**AIM OF THE TASK:** Write out the lines of the records from the one containing "of the strawberry" to the very last, keeping each exactly as it is.

- - -

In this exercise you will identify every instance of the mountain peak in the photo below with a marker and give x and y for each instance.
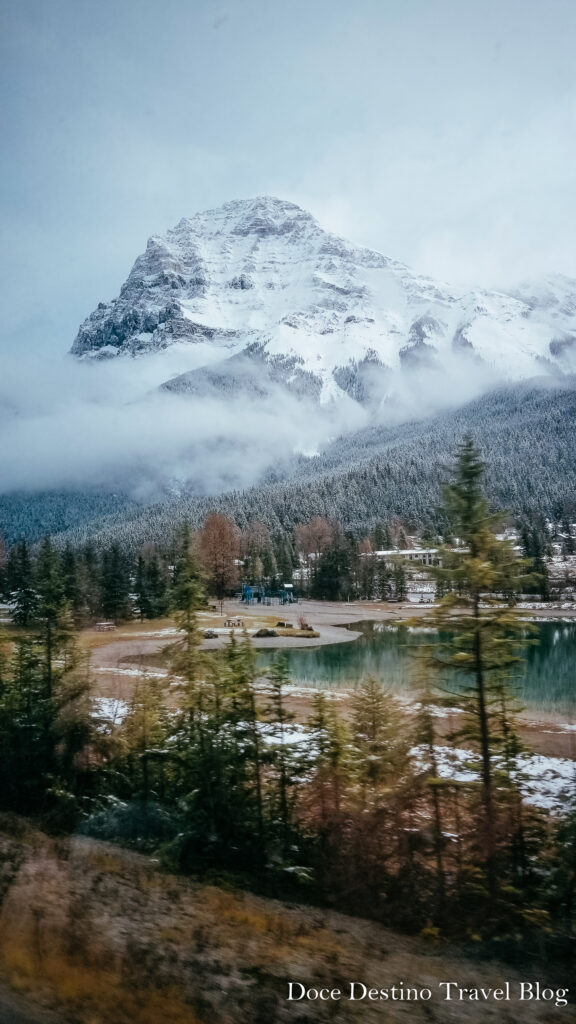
(260, 274)
(261, 215)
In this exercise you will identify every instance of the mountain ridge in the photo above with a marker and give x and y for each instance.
(261, 280)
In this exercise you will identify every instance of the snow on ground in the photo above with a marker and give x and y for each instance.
(545, 782)
(158, 674)
(110, 712)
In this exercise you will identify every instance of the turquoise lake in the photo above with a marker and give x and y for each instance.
(546, 681)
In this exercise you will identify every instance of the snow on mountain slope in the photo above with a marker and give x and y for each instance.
(272, 296)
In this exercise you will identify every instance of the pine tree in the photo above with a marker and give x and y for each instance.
(482, 636)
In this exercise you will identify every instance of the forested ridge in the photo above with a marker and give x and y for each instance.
(208, 766)
(525, 432)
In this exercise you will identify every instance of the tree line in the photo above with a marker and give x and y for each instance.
(209, 767)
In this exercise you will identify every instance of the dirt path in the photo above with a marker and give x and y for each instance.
(13, 1010)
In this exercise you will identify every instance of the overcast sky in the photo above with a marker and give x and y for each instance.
(442, 132)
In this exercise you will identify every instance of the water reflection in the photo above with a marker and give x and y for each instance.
(545, 681)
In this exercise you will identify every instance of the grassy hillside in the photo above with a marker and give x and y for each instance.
(106, 938)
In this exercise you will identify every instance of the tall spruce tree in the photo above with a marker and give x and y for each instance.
(481, 638)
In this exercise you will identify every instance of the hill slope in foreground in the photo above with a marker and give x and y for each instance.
(100, 935)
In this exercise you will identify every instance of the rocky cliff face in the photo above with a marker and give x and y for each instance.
(277, 300)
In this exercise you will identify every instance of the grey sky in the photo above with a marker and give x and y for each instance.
(442, 132)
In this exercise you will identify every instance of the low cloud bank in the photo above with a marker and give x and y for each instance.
(70, 424)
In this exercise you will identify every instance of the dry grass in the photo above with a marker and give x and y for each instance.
(106, 938)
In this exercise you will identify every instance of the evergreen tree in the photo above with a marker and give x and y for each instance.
(482, 636)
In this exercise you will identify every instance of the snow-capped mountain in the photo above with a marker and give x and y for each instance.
(273, 299)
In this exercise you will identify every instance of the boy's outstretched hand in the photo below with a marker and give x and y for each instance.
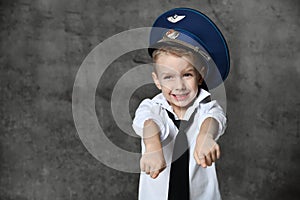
(207, 150)
(153, 163)
(153, 160)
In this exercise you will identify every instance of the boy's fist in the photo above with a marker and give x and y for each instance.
(206, 150)
(153, 163)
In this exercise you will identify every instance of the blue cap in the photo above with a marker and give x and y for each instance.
(191, 29)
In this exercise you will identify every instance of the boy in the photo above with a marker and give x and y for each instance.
(170, 169)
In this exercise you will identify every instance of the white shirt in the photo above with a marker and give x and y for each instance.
(203, 181)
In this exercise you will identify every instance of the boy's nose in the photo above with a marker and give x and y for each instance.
(180, 84)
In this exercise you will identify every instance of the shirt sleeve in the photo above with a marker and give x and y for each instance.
(214, 110)
(149, 110)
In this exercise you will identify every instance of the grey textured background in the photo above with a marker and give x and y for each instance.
(43, 43)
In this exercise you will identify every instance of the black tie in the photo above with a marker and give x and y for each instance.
(179, 173)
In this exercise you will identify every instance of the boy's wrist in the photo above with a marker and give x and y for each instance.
(152, 146)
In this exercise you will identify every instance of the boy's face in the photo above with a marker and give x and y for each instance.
(178, 80)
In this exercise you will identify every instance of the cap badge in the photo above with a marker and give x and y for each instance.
(176, 18)
(172, 34)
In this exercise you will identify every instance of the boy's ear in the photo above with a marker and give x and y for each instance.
(156, 81)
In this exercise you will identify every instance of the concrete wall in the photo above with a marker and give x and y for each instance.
(43, 43)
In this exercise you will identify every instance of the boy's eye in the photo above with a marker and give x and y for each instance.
(167, 77)
(187, 74)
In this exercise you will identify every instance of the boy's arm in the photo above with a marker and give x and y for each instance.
(207, 150)
(152, 161)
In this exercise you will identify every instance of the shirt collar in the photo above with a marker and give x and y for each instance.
(161, 100)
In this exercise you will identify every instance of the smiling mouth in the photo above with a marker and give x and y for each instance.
(180, 97)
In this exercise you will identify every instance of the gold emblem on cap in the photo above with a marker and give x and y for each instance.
(172, 34)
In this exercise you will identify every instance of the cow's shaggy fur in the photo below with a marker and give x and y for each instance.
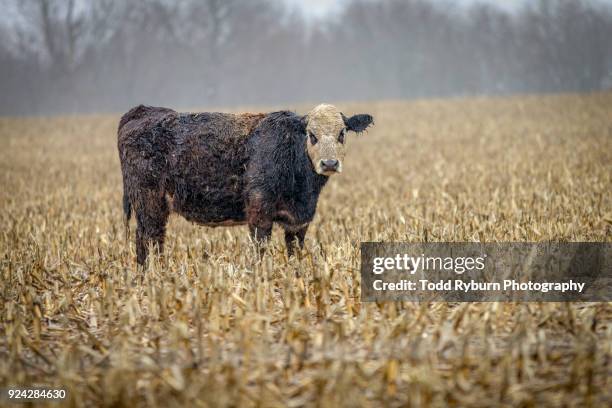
(218, 169)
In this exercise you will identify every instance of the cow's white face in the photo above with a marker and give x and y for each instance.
(326, 129)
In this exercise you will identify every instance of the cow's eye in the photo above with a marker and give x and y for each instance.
(313, 138)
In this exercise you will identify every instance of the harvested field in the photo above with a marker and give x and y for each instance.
(210, 324)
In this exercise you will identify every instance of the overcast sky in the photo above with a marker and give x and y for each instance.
(321, 8)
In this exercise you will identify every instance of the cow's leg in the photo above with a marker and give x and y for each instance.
(152, 216)
(259, 219)
(291, 235)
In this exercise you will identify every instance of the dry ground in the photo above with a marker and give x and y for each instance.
(210, 325)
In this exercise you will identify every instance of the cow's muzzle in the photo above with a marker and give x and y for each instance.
(330, 166)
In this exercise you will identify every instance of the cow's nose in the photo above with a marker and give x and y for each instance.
(330, 164)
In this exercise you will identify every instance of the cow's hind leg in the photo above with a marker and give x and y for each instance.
(152, 216)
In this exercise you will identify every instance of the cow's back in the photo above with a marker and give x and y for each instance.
(207, 165)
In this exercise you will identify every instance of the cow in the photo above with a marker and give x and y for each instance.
(223, 169)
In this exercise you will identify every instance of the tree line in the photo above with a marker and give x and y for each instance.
(62, 56)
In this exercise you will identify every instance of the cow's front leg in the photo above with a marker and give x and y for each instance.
(292, 235)
(259, 219)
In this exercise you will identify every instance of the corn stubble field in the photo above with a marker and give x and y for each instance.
(211, 324)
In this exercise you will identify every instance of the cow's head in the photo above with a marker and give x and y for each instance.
(326, 129)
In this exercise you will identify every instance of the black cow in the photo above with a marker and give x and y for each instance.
(221, 169)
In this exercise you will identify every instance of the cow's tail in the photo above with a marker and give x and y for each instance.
(127, 213)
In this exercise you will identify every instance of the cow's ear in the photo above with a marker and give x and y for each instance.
(358, 123)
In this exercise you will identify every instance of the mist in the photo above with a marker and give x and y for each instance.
(70, 56)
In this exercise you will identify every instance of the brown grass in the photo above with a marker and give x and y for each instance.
(210, 325)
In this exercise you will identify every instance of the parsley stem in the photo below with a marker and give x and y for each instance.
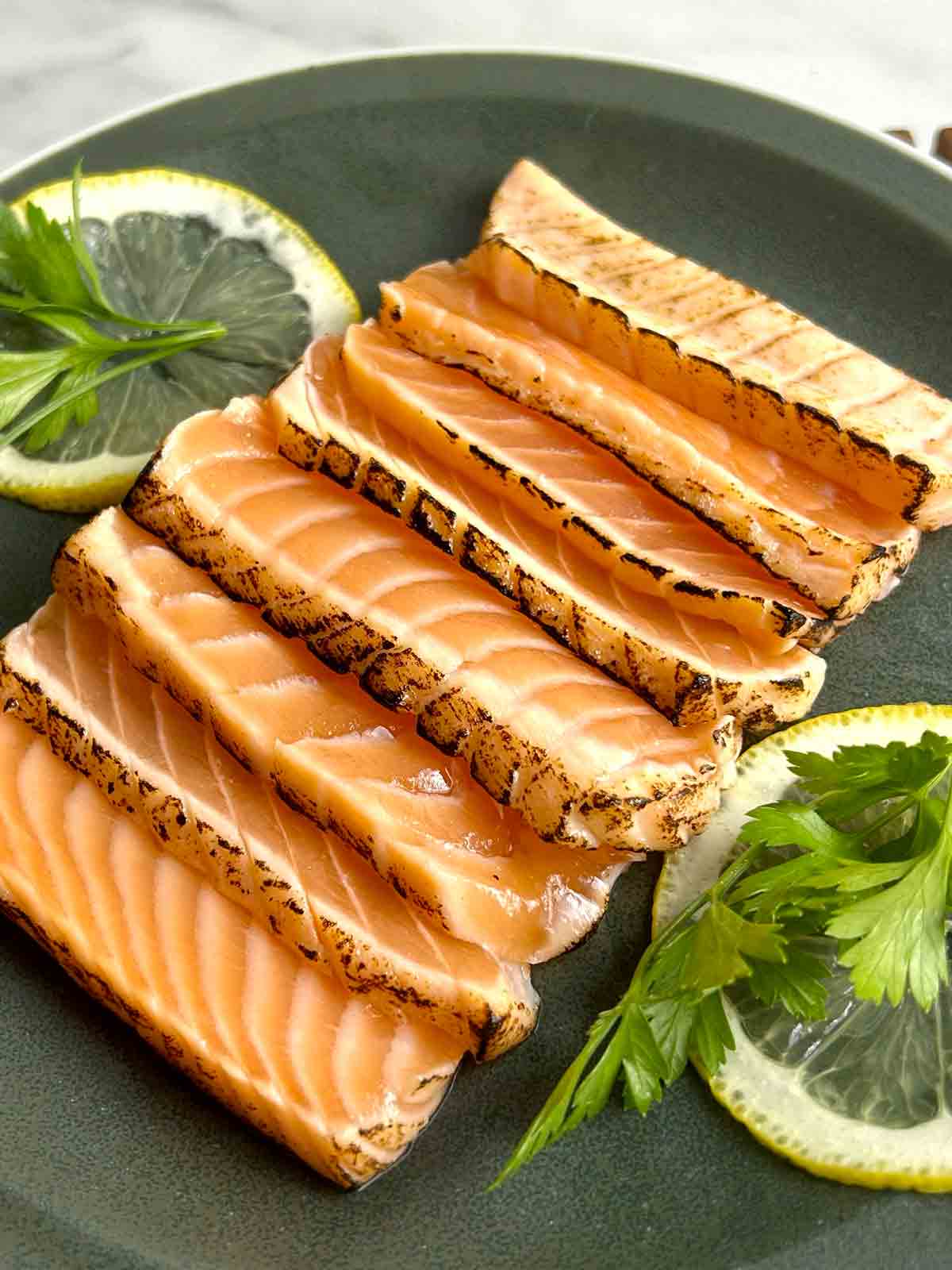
(731, 874)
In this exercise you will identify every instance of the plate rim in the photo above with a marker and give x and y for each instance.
(422, 52)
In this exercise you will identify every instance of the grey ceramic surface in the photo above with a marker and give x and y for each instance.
(107, 1159)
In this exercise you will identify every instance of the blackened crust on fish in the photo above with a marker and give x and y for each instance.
(858, 590)
(272, 897)
(300, 446)
(789, 622)
(446, 714)
(685, 692)
(793, 425)
(346, 1165)
(432, 521)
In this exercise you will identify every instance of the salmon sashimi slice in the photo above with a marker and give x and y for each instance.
(691, 668)
(625, 526)
(277, 1041)
(829, 545)
(470, 867)
(719, 347)
(564, 482)
(67, 677)
(585, 760)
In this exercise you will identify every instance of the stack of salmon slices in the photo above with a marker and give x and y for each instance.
(370, 692)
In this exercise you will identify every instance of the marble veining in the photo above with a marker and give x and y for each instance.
(67, 65)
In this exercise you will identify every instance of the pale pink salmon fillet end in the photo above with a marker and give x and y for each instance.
(278, 1041)
(818, 540)
(692, 668)
(719, 347)
(67, 677)
(467, 867)
(587, 761)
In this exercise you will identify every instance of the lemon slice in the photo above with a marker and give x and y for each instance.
(865, 1096)
(175, 245)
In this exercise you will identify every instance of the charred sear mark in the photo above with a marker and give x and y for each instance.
(433, 521)
(382, 488)
(484, 556)
(340, 463)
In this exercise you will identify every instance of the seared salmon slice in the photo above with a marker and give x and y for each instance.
(719, 347)
(691, 668)
(65, 676)
(585, 760)
(829, 545)
(470, 867)
(566, 483)
(277, 1041)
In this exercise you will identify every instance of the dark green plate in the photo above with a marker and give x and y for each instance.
(107, 1159)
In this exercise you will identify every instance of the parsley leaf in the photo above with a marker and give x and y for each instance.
(866, 861)
(50, 279)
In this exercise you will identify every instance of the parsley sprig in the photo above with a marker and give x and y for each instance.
(48, 279)
(863, 859)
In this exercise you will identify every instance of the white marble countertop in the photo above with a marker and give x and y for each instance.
(67, 65)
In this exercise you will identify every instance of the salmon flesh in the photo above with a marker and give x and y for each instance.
(471, 868)
(693, 670)
(277, 1041)
(65, 676)
(585, 760)
(835, 550)
(719, 347)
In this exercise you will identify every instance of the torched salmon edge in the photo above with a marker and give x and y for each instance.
(124, 918)
(562, 806)
(257, 873)
(833, 559)
(592, 614)
(852, 438)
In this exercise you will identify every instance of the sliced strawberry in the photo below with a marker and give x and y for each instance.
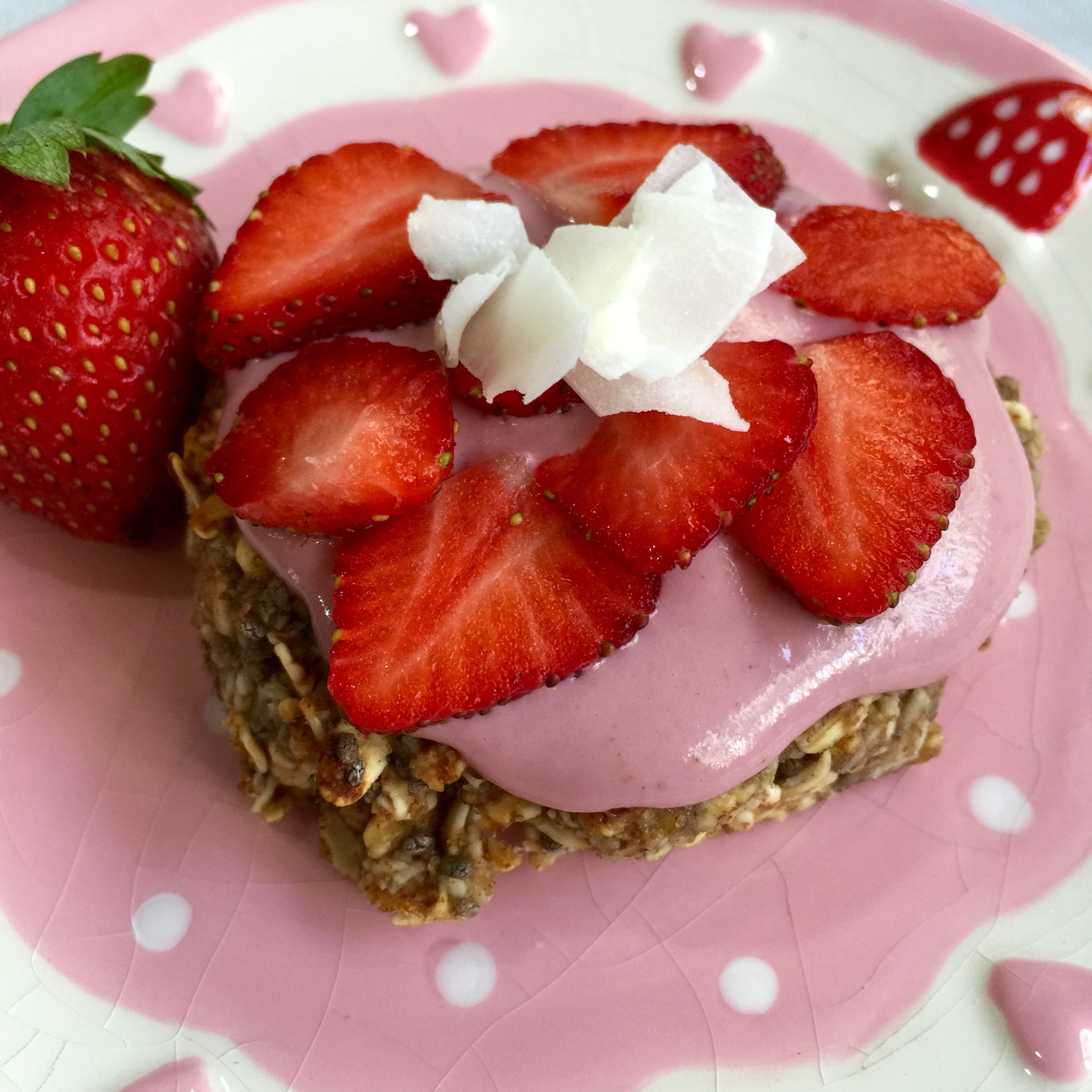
(557, 398)
(347, 433)
(483, 596)
(856, 516)
(590, 172)
(326, 250)
(654, 488)
(1025, 150)
(890, 267)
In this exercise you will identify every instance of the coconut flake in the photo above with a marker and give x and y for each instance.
(705, 261)
(606, 269)
(700, 393)
(529, 332)
(463, 302)
(455, 240)
(688, 172)
(637, 303)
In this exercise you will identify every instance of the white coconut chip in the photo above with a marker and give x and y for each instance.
(677, 173)
(454, 240)
(699, 393)
(528, 335)
(463, 302)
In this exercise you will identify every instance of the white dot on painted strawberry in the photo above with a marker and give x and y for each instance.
(749, 985)
(160, 923)
(11, 671)
(1026, 602)
(466, 974)
(1000, 805)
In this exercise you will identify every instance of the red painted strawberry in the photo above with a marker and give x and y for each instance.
(482, 596)
(326, 250)
(345, 434)
(1025, 150)
(590, 172)
(557, 398)
(890, 267)
(856, 516)
(103, 260)
(656, 488)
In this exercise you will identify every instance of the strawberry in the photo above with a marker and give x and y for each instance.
(856, 516)
(103, 260)
(557, 398)
(890, 267)
(480, 596)
(1025, 150)
(589, 173)
(347, 433)
(654, 488)
(325, 252)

- - -

**REPLY TO THE EXERCISE:**
In this exercise you will identify every instance of the strawberry in the photo above with a marker and give x and y for each instance.
(856, 516)
(103, 260)
(557, 398)
(890, 267)
(480, 596)
(1025, 150)
(589, 173)
(347, 433)
(654, 488)
(325, 252)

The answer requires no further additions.